— Start —

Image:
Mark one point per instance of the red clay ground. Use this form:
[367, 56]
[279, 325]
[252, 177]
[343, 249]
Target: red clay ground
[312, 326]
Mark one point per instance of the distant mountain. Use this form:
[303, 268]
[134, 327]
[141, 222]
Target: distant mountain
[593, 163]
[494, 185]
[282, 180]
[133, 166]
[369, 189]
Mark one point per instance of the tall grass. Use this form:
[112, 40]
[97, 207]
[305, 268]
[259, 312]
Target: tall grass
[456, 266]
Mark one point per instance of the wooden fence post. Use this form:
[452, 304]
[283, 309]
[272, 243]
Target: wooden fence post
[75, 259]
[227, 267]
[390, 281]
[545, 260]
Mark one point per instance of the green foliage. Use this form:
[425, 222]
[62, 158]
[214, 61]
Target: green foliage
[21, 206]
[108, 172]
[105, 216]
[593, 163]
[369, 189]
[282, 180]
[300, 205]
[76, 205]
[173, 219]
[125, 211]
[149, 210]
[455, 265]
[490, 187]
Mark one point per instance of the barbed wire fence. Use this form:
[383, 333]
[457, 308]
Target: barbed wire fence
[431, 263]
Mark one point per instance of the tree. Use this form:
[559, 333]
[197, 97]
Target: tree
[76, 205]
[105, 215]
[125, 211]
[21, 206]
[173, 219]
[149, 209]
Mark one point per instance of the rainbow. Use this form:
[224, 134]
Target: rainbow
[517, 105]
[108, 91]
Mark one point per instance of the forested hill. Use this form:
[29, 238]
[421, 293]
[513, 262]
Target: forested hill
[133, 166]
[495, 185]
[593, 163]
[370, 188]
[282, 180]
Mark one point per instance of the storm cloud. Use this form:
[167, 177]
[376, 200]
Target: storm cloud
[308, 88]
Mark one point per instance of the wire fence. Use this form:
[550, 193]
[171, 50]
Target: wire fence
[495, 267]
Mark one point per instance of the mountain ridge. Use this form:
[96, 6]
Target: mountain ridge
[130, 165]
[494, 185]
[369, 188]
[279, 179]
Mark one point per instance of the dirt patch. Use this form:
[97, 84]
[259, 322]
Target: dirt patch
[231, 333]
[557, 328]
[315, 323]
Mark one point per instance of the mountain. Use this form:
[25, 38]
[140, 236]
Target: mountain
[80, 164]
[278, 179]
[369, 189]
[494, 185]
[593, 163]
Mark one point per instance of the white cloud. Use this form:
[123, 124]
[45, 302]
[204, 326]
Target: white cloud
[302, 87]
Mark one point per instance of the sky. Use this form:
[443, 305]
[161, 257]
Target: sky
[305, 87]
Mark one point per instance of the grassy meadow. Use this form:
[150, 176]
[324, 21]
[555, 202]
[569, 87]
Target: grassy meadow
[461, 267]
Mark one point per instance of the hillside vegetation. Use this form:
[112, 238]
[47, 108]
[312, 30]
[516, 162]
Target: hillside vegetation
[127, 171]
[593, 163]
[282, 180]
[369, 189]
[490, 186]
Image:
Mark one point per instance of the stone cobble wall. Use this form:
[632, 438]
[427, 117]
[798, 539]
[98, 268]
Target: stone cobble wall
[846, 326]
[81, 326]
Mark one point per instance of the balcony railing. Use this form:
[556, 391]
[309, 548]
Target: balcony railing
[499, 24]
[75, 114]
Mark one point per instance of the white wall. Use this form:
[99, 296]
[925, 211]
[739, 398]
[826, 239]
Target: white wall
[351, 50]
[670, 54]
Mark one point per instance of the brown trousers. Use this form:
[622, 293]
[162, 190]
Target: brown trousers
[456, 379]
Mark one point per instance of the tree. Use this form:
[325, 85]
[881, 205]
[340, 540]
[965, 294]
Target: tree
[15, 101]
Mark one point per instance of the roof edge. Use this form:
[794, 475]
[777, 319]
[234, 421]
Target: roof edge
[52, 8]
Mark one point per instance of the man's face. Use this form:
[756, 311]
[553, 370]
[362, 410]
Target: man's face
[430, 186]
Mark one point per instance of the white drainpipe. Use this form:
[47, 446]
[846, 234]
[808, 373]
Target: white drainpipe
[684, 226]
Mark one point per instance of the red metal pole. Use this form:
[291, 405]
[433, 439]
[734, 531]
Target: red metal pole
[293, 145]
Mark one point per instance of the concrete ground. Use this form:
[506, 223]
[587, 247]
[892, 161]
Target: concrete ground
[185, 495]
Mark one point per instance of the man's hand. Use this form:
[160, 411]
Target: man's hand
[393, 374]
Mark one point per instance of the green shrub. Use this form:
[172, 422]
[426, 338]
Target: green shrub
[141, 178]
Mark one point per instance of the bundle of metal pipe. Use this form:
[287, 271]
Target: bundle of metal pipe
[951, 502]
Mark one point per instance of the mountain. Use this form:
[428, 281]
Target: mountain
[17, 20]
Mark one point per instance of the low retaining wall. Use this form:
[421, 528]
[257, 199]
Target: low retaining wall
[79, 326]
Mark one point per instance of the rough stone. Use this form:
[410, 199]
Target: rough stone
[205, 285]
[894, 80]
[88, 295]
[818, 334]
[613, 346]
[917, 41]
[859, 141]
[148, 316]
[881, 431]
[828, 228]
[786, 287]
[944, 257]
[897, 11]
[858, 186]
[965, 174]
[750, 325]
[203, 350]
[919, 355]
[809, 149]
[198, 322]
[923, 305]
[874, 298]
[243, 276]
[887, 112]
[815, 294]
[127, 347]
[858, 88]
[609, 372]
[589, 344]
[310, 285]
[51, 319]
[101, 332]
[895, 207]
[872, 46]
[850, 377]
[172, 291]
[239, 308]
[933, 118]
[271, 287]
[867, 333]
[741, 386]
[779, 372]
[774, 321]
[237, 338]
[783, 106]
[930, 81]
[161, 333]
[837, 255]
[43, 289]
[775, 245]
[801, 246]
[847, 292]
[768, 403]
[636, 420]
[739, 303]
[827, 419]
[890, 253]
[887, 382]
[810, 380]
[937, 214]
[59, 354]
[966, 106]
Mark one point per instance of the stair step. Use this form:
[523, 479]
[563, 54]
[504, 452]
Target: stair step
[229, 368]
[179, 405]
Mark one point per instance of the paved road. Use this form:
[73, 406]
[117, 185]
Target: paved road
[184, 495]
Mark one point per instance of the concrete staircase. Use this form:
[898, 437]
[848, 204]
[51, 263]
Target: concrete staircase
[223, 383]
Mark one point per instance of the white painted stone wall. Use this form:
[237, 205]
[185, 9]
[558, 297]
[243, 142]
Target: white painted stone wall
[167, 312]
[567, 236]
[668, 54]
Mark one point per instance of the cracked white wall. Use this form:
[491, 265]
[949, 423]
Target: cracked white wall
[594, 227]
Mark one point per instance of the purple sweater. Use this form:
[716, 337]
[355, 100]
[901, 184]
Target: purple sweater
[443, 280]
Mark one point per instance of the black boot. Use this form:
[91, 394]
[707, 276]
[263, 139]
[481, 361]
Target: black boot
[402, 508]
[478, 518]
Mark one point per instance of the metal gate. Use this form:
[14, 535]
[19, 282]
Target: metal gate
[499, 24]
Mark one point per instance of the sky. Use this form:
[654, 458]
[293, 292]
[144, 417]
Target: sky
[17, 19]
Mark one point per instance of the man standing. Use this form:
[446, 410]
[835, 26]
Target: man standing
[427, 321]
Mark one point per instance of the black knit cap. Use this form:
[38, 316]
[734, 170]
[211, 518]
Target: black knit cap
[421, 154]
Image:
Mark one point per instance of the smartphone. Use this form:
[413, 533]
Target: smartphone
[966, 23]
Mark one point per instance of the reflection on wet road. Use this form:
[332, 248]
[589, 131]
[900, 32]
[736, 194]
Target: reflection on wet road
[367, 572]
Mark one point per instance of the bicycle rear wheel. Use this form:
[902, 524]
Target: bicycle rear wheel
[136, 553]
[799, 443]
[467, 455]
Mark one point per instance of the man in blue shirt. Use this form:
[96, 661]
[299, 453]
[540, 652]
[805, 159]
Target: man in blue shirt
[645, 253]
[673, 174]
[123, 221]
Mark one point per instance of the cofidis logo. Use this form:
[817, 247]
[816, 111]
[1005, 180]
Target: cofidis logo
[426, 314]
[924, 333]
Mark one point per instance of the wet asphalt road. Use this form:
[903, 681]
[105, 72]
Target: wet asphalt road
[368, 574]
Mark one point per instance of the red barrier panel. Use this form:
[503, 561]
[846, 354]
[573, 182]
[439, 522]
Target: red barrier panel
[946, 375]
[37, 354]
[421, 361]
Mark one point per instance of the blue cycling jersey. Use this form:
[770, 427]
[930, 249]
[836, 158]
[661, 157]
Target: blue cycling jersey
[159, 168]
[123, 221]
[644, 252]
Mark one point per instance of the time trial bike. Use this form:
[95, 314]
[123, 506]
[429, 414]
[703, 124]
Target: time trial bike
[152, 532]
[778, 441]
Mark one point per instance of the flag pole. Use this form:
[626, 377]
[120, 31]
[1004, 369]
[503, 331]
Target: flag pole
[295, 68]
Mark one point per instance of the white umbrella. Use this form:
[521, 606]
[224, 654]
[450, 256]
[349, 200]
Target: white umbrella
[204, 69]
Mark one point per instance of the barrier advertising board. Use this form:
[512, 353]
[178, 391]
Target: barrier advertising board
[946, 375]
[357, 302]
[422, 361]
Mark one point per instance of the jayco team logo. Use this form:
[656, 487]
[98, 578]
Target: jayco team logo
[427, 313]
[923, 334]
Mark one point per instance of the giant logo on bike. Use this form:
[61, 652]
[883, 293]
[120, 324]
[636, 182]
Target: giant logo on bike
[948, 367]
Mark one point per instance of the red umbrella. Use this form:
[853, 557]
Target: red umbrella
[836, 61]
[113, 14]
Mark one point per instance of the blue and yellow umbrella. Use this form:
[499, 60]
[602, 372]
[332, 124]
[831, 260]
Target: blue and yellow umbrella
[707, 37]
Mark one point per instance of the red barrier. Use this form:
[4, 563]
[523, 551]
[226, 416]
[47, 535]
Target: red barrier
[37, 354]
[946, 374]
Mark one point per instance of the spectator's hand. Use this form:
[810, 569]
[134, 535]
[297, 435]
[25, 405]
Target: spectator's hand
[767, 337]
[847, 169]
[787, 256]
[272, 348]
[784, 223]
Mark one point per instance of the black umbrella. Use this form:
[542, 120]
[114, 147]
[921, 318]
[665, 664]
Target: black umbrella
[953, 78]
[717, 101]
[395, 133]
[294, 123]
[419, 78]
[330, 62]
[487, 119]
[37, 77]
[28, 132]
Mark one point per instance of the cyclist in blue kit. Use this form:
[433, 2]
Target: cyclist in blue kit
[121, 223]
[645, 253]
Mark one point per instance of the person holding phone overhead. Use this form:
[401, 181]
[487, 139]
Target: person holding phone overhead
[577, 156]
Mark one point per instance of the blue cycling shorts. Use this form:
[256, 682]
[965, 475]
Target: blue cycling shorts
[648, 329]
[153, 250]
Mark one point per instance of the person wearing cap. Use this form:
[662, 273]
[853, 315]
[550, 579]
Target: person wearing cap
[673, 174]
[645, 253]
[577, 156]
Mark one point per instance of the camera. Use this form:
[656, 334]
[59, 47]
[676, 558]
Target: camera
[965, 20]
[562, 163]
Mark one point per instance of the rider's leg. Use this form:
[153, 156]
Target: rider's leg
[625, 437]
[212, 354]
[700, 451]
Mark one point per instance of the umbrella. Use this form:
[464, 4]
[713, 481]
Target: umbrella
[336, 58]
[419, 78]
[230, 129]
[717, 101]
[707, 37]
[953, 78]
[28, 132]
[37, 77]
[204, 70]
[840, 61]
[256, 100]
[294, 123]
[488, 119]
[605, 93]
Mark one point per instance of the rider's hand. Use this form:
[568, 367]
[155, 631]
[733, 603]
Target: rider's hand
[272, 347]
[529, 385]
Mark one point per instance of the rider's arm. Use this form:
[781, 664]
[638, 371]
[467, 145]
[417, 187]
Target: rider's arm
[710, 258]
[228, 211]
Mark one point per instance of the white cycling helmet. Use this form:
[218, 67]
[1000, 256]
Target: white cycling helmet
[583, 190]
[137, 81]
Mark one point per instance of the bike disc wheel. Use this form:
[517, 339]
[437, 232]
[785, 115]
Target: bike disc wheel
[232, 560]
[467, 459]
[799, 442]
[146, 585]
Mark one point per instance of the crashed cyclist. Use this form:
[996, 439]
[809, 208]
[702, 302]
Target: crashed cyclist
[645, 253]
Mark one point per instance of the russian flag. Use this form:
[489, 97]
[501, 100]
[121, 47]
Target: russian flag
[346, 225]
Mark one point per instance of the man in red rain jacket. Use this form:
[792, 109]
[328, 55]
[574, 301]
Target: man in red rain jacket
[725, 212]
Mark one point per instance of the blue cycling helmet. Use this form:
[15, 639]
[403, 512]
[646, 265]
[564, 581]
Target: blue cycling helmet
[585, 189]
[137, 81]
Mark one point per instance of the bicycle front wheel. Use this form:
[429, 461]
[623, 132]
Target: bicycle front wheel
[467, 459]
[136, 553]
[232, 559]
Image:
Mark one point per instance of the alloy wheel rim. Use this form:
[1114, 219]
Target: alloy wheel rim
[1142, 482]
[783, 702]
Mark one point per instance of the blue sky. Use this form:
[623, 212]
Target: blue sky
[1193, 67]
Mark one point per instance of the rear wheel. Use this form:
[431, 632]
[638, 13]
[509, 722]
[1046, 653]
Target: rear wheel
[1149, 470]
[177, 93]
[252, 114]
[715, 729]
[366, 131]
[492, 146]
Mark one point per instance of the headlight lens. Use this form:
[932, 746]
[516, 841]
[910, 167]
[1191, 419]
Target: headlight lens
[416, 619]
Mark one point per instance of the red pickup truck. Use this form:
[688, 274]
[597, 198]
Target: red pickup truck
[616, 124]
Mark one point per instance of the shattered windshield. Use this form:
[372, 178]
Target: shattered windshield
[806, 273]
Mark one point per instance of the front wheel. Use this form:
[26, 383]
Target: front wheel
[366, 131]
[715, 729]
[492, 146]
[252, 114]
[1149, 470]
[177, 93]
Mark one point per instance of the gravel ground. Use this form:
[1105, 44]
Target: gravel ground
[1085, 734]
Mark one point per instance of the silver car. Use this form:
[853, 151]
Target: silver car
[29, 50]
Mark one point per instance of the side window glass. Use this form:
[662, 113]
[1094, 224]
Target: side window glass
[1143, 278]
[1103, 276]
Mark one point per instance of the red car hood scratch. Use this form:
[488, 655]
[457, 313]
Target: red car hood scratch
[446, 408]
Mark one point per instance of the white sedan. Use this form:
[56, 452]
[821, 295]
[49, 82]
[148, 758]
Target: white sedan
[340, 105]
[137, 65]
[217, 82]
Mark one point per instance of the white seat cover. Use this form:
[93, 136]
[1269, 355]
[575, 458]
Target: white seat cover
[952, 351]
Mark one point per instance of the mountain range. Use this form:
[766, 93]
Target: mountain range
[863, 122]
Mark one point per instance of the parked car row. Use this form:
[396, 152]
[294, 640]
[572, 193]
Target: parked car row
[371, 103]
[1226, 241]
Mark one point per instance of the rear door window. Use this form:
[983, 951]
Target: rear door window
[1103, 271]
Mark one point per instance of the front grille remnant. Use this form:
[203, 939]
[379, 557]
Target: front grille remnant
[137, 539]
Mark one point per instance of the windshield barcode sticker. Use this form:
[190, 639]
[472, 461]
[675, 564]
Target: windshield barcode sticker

— End —

-- WHAT TO DO --
Convert the records into a JSON list of strings, one string per line, leaving out blank lines. Start at the line that contains "Mark one point per instance of the front grille" and continue through the end of the records.

-- SOLVED EXERCISE --
[
  "Mark one point per instance of the front grille remnant. Use this form:",
  "[203, 939]",
  "[379, 557]",
  "Target: front grille remnant",
  "[137, 539]",
  "Mark one point per instance of the windshield barcode sticker. Use this form:",
  "[190, 639]",
  "[472, 461]",
  "[675, 564]",
  "Target: windshield barcode sticker"
]